+++ DATA SECTION

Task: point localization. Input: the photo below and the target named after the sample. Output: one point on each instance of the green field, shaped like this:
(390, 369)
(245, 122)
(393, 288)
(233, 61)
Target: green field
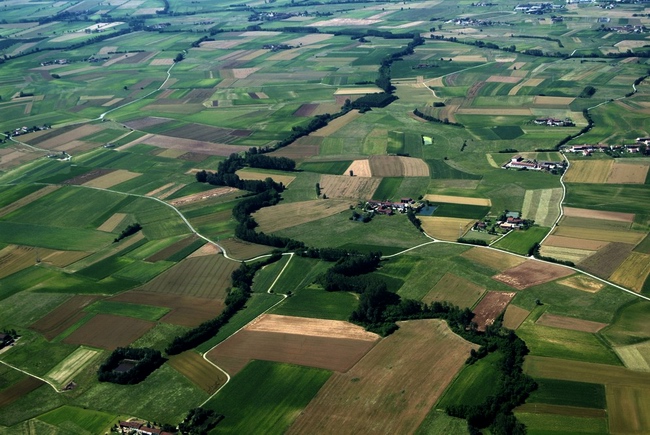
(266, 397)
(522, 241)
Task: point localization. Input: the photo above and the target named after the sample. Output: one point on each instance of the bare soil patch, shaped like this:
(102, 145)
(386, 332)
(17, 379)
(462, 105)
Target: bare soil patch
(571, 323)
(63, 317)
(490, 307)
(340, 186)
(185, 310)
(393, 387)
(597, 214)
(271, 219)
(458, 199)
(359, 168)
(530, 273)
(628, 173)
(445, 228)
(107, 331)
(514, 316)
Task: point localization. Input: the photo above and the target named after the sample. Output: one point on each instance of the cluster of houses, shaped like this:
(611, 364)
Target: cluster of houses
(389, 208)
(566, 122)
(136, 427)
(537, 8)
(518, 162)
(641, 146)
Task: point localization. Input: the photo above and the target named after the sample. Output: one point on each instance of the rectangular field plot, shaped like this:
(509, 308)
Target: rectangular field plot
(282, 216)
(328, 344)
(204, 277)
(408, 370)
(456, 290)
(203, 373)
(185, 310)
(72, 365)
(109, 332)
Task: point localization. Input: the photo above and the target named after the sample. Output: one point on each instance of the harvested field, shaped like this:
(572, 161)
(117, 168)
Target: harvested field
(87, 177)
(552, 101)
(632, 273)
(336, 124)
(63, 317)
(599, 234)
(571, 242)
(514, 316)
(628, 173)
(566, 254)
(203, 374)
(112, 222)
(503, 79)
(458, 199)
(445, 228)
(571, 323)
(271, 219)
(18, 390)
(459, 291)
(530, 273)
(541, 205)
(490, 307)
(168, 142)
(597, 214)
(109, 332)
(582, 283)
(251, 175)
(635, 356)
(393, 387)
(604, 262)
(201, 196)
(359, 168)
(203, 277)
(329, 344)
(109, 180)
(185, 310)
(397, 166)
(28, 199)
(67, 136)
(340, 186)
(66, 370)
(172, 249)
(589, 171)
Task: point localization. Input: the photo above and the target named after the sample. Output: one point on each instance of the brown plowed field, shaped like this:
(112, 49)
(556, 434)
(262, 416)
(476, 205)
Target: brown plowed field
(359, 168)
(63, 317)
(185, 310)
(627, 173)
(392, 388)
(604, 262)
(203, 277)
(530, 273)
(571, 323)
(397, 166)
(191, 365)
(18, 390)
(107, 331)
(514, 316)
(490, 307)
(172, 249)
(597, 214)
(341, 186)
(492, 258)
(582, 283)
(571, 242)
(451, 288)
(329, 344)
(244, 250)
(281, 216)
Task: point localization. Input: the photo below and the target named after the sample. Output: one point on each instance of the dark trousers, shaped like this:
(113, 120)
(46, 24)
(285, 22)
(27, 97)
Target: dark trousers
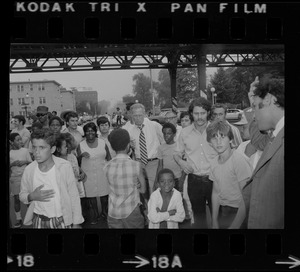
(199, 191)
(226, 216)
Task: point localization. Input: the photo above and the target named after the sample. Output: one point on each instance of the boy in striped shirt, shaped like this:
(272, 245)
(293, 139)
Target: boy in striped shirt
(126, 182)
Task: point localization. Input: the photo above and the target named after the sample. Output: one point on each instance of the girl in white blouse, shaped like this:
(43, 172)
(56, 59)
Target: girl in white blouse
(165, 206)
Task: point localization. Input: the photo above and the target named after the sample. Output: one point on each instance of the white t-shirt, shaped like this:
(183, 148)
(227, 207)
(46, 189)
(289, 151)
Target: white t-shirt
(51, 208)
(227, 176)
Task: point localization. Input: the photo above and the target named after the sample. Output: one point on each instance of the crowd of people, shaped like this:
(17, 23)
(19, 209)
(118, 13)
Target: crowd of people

++++++

_EXERCISE GOAL_
What you give back must match the material word for word, with no images included.

_EXERCISE RESPONSE_
Task: point localization. Input: the photo below and the target named after the sample. Output: one point on each instance of the green field, shaped like this:
(390, 369)
(245, 122)
(393, 288)
(233, 61)
Target: green field
(266, 397)
(522, 241)
Task: point localization. Input: the photo above and the target named after the sample. Output: one point on each instance of the bare soil patch, shaped like this:
(102, 145)
(386, 332)
(17, 379)
(462, 105)
Target: bare soil patch
(571, 323)
(63, 317)
(490, 307)
(340, 186)
(185, 310)
(393, 387)
(597, 214)
(271, 219)
(458, 199)
(359, 168)
(530, 273)
(628, 173)
(445, 228)
(107, 331)
(514, 316)
Task: point localization. Input: the photo above and the target named after the sample. Output: one point on each instance of the cluster of houses, shaped like this:
(611, 364)
Target: cluster of houses
(389, 208)
(566, 122)
(136, 427)
(537, 8)
(518, 162)
(641, 146)
Task: point localization. Input: the photo above and the target named after the sample. Output: one point on each instance of the rectangular field plot, shaped like this:
(509, 308)
Target: rectangular field plot
(282, 216)
(328, 344)
(204, 277)
(408, 370)
(456, 290)
(203, 373)
(185, 310)
(72, 365)
(109, 332)
Task: point localization. Input: the photo above and the target named after the sample. Output: one point on each instance of the harvested field, shaped like this:
(572, 161)
(117, 168)
Target: harvested field
(87, 177)
(552, 101)
(632, 273)
(336, 124)
(63, 317)
(599, 234)
(571, 242)
(514, 316)
(628, 173)
(566, 254)
(203, 374)
(112, 222)
(503, 79)
(458, 199)
(445, 228)
(571, 323)
(271, 219)
(18, 390)
(459, 291)
(530, 273)
(541, 205)
(490, 307)
(168, 142)
(597, 214)
(109, 332)
(582, 283)
(251, 175)
(635, 356)
(393, 387)
(604, 262)
(201, 196)
(359, 168)
(203, 277)
(329, 344)
(109, 180)
(185, 310)
(397, 166)
(28, 199)
(67, 136)
(340, 186)
(66, 370)
(172, 249)
(589, 171)
Task: point localization. Input: the photo above and the target named after the sample. Output: one point on each instance of the brown plowed field, shaped like this:
(112, 49)
(556, 434)
(262, 416)
(476, 205)
Target: brown plowed field
(359, 168)
(63, 317)
(185, 310)
(627, 173)
(392, 388)
(604, 262)
(203, 277)
(530, 273)
(571, 323)
(397, 166)
(191, 365)
(18, 390)
(107, 331)
(514, 316)
(490, 307)
(172, 249)
(597, 214)
(341, 186)
(492, 258)
(582, 283)
(571, 242)
(451, 288)
(329, 344)
(244, 250)
(281, 216)
Task: point localization. Input: the photo below and the target named after the sample. Output: one point on each instance of the dark trousers, shaped like this:
(113, 120)
(46, 24)
(285, 22)
(27, 97)
Target: dark trousers
(199, 191)
(226, 216)
Task: point localization. Input: the photo above and the target named after the sample. Output: one point on each instance of the boy in striped shirt, shaped like this:
(272, 245)
(293, 139)
Target: boy in striped shirt
(126, 182)
Task: point localization. Input: the photo above and the target named after the sample. Output: one point on each instance of the girl in white blouse, shaped like this:
(43, 172)
(56, 59)
Target: girl in white blouse
(165, 206)
Task: point localization. Input: the photo above and the target named after the sample. Output: one point on each instance of the white t-shirt, shaped like this:
(183, 148)
(227, 207)
(46, 189)
(289, 151)
Target: white t-shirt
(51, 208)
(227, 176)
Task: point localization. Input: the photo above and the target named after the sample. Output: one point on each instance of the crowd of people, shaped like this:
(17, 23)
(19, 209)
(118, 13)
Target: crowd of people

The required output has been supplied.